▶ [PAGE TEXT]:
== Segment start ==
London is three weeks from being unmasked. That is three weeks from escaping the oddest, for many the bleakest, year in its modern history. We will emerge like Fidelio’s prisoners from their cells, showing our faces, blinking at each other, smiling and shaking hands. It is hard to imagine how this will feel.
Over the past year we have grown used to being veiled in our public encounters. A female friend tells me she has felt liberated, more able to wander the city without feeling on parade, without needing make-up or sensing the stares of passing males. Eyes need never meet. The public domain is granted its privacy.
I too have watched London as if from behind a screen. On the rush-hour Tube, face covering has removed the tension of a stranger just inches from oneself. So too in the supermarket check-out or petrol station queue. London is a Venetian masked ball, where we can all dance the metropolitan waltz without knowing our partners. We can just be ourselves.
Whenever London has returned from such a historical trauma — the plague, the Great Fire, the Blitz or whatever — it tells itself that things will never be the same again. I felt that when walking down a totally empty Oxford Street or cycling through a silent City. I recalled Pepys’s reflection on the plague, “Lord how empty the streets are and melancholy”.
Likewise I heard on television his lament, “So many poor sick people… so many sad stories as I walk, everybody talking of the dead.” It took London 10 years to recover from the plague and perhaps five to recover from the Blitz.
After the Great Fire, John Evelyn wailed that “London was, but is no more.” After the Blitz, the philosopher Bertrand Russell predicted the city would be “one vast raving bedlam, the hospitals stormed, traffic ceased, an avalanche of terror”. They were wrong. London returned to normal, different, but somehow stronger.
Today’s city has taken a terrible pasting. According to the Centre for London, the collapse in tourism and hospitality has left its unemployment the highest in the country, at 6.8 per cent, or 40 per cent above the national average. No one expects this to improve fast. But this predicament has concealed subtle changes.
Experts predict a shift from the social and collective towards the private and individual. Thus we will bicycle rather than use public transport, awarding Transport for London a financial nightmare. We will prefer the comfort of on-line shopping and doorstep delivery, forcing thousands of shop assistants to become warehouse keepers and van drivers.
== Segment end ==
▶ [DATASET RECORDS]:
== Segment start ==
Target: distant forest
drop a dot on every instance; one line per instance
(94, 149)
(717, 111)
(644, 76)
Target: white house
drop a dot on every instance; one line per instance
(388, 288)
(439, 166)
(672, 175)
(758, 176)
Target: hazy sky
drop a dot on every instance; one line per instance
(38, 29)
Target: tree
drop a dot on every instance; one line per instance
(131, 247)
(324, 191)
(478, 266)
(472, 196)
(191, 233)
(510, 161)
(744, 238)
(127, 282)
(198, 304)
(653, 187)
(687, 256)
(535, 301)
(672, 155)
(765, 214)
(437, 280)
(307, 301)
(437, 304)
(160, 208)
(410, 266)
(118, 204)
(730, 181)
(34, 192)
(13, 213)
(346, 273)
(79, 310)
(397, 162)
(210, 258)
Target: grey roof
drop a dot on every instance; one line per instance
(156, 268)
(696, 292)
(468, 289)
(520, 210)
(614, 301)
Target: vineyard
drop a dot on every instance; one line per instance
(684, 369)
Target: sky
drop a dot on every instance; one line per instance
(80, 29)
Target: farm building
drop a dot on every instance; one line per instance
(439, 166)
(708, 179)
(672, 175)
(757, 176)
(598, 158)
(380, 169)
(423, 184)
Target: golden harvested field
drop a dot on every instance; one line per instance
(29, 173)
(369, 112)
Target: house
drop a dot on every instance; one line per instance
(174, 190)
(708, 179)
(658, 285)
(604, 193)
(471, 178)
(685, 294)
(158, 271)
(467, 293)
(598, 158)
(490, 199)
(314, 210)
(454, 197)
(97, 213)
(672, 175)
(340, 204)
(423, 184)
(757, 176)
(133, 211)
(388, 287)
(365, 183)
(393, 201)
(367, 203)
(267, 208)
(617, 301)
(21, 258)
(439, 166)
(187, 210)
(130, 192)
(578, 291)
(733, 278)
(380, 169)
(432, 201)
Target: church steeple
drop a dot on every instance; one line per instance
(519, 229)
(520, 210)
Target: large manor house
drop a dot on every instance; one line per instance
== Segment end ==
▶ [ACTIVITY]:
Retype the part of the London article from the words containing "Likewise I heard" through "from the Blitz.". The data comes from a different source than the London article.

▶ [RESPONSE BOX]:
Likewise I heard on television his lament, “So many poor sick people… so many sad stories as I walk, everybody talking of the dead.” It took London 10 years to recover from the plague and perhaps five to recover from the Blitz.